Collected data

=====

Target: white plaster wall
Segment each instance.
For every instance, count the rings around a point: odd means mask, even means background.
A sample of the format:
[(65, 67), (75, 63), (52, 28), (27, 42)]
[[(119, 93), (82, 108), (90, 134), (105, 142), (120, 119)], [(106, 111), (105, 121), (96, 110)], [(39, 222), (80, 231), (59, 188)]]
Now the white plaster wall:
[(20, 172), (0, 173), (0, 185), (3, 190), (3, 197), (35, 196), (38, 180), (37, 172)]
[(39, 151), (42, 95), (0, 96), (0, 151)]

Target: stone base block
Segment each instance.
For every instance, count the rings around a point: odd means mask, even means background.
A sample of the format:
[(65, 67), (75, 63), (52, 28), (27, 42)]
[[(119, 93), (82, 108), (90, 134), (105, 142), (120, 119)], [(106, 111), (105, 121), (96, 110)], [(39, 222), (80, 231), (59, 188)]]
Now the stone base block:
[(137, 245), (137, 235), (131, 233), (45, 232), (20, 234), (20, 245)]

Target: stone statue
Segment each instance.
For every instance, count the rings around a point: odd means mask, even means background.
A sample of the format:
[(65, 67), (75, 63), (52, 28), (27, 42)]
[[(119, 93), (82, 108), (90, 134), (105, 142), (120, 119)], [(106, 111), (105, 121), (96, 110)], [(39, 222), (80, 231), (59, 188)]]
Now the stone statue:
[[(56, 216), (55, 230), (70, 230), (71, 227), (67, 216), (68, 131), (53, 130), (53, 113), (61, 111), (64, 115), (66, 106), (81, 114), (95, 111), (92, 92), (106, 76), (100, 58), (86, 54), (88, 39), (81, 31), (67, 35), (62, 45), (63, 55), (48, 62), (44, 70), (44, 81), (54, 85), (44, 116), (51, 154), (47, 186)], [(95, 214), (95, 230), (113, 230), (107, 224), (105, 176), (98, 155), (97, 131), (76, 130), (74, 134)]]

=====

◆ TASK TO COMPLETE: Duplicate all of the data above line for line, with no changes.

◆ RESPONSE:
Target: white plaster wall
Segment each instance.
For every instance, count the rings around a point: odd means mask, even means background.
A sample of the format:
[(65, 67), (75, 63), (52, 28), (27, 42)]
[[(119, 93), (82, 108), (90, 134), (105, 142), (120, 119)], [(106, 111), (105, 121), (96, 110)], [(39, 222), (80, 231), (59, 188)]]
Now the white plaster wall:
[(20, 172), (0, 173), (0, 185), (3, 190), (3, 197), (35, 196), (38, 180), (37, 172)]
[(39, 151), (42, 95), (0, 96), (0, 151)]

Target: stone base block
Segment each instance.
For every instance, count the rings around a point: odd means mask, even means background.
A sample of the format:
[(65, 67), (75, 63), (52, 28), (27, 42)]
[[(119, 93), (82, 108), (90, 134), (105, 142), (120, 119)], [(106, 111), (105, 121), (96, 110)], [(39, 222), (80, 231), (59, 188)]]
Now the stone base block:
[(137, 245), (137, 235), (131, 233), (45, 232), (20, 234), (20, 245)]

Target: stone statue
Segment each instance.
For every instance, count the rings around a point: odd means mask, even means background.
A sample of the format:
[(65, 67), (75, 63), (52, 28), (27, 42)]
[[(119, 93), (82, 108), (90, 134), (105, 142), (120, 119)], [(106, 111), (105, 121), (96, 110)], [(39, 222), (80, 231), (59, 188)]]
Now the stone statue:
[[(56, 216), (55, 230), (70, 230), (71, 227), (67, 216), (68, 131), (53, 130), (53, 113), (61, 111), (64, 115), (66, 106), (81, 114), (95, 111), (92, 92), (106, 76), (100, 58), (86, 54), (88, 39), (81, 31), (67, 35), (62, 45), (63, 55), (48, 62), (44, 70), (44, 81), (54, 85), (44, 116), (51, 154), (47, 186)], [(95, 214), (95, 230), (113, 230), (107, 224), (105, 176), (98, 155), (97, 131), (76, 130), (74, 134)]]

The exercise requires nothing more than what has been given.